* To be done
**1)** In the code review of the Mercury pretty-printing module, what does the reviewer say actually happens when a term with user-defined equality is converted to a doc?
**2)** Continue the code review of the Mercury pretty-printing module from its last sentence.

=== Text passage ===

This comment is probably redundant, now that the primitives are
described in the header.  Here you may wish to refer readers to that
documentation, though.

(Alternatively, you could move the header documentation to here.)

> 
> :- func doc `</>` doc       = doc.  % Shorthand for `doc `<>` line `<>` doc'.
> 
>     % Various bracketing functions.
>     %
> :- func bracketed(string, string, doc)  = doc.
> :- func parentheses(doc)                = doc.
> :- func brackets(doc)                   = doc.
> :- func braces(doc)                     = doc.
> 
>     % separated(PP, Sep, [X1,...,Xn]) = PP(X1) `<>` Sep `<>` ... Sep `<>` PP(Xn)
>     %
> :- func separated(func(T) = doc, doc, list(T)) = doc.
> 
>     % Handy punctuation docs and versions with following line breaks.
>     %
> :- func comma               = doc.
> :- func semic               = doc.
> :- func space               = doc.
> :- func comma_space         = doc.
> :- func semic_space         = doc.
> :- func comma_line          = doc.
> :- func semic_line          = doc.
> :- func space_line          = doc.
> :- func comma_space_line    = doc.
> :- func semic_space_line    = doc.
> 
>     % E.g. If one wanted to pretty print a Mercury list then one might write
>     %
>     %   brackets(nest(2, separated(MyPP, comma_space_line, MyList)))
>     %
>     % where `MyPP' is a function from MyList members to docs.
> 
>     % Convert arbitrary types to docs.  This requires std_util__functor/3
>     % to work on all components of the object being converted.  The second
>     % version places a maximum depth on terms which are otherwise truncated
>     % to `...'.
>     %
>     % XXX This throws an exception if the term in question has user-defined
>     % equality.

Actually, it causes a fatal error in the Mercury runtime system,
so there is not much you can do about it at this stage.  In any
case, I wouldn't worry about that too much, since that is also what
io__write, io__print, etc, do.

In general, if a term is to be printed out (using io__write,
pprint__write, etc) then it needs to have a canonical representation,
or else the procedure needs to be cc_multi.  In this context, the best
way for a user to provide a canonical representation for a type with
user-defined equality is to do this as part of a customised document
generator, IMHO.

So my suggestion for what to do here is to change the last sentence to:

     % This causes a runtime abort if the term in question has user-defined
     % equality.

I think this doesn't need an XXX, since it is reasonable to make this
actually part of the specification, not just an unimplemented feature.

>     %
> :- func to_doc(T)           = doc.
> :- func to_doc(int, T)      = doc.
> 
>     % Convert docs to pretty printed strings.
>     % The int argument specifies a page width.

s/page width/line width/

It may not be headed for the printer.  ;-)

=== Provided data ===

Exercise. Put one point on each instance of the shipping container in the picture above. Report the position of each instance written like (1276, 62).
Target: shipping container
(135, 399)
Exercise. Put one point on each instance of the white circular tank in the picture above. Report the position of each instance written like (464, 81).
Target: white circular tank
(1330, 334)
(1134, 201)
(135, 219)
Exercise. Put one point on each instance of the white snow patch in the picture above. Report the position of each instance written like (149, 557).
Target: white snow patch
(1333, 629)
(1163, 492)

===
=== Provided data ===

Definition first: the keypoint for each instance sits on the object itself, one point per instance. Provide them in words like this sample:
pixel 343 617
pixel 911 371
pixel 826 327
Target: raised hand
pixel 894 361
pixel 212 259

===
=== Provided data ===

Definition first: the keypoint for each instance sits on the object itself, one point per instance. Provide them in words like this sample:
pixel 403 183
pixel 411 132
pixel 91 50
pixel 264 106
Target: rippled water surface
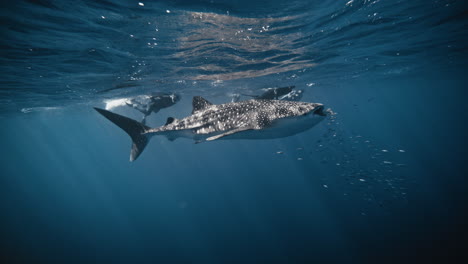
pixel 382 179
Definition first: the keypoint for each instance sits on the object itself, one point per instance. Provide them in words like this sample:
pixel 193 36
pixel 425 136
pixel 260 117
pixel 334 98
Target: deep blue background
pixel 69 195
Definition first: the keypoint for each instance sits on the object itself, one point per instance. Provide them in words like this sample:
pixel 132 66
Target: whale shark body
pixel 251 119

===

* Answers provided
**1)** It causes a fatal error in the Mercury runtime system.

**2)**
>     %
> :- func to_string(int, doc) = string.
> 
>     % Write docs out in pretty printed format.
>     % The int argument specifies a page width.
>     %

Ditto.

> :- pred write(int, doc, io__state, io__state).
> :- mode write(in, in, di, uo) is det.
> 
> :- pred write(io__output_stream, int, doc, io__state, io__state).
> :- mode write(in, in, in, di, uo) is det.
> 
> % ---------------------------------------------------------------------------- %
> % ---------------------------------------------------------------------------- %
> 
> :- implementation.

The implementation looks fine.

> 
> :- import_module std_util, bool.
> 
> :- type doc
>     --->    'NIL'
>     ;       'SEQ'(doc, doc)
>     ;       'NEST'(int, doc)          
>     ;       'TEXT'(string)
>     ;       'LINE'
>     ;       'GROUP'(doc).
> 
> :- type simple_doc
>     --->    nil
>     ;       string `text` simple_doc
>     ;       int `line` simple_doc.
> 
> % ---------------------------------------------------------------------------- %
> 
> nil                     = 'NIL'.
> X `<>` Y                = 'SEQ'(X, Y).
> nest(I, X)              = 'NEST'(I, X).
> text(S)                 = 'TEXT'(S).
> line                    = 'LINE'.
> group(X)                = 'GROUP'(X).
> 
> poly(s(S))              = text(string__format("%s", [s(S)])).
> poly(c(C))              = text(string__format("%c", [c(C)])).
> poly(i(I))              = text(string__format("%d", [i(I)])).
> poly(f(F))              = text(string__format("%f", [f(F)])).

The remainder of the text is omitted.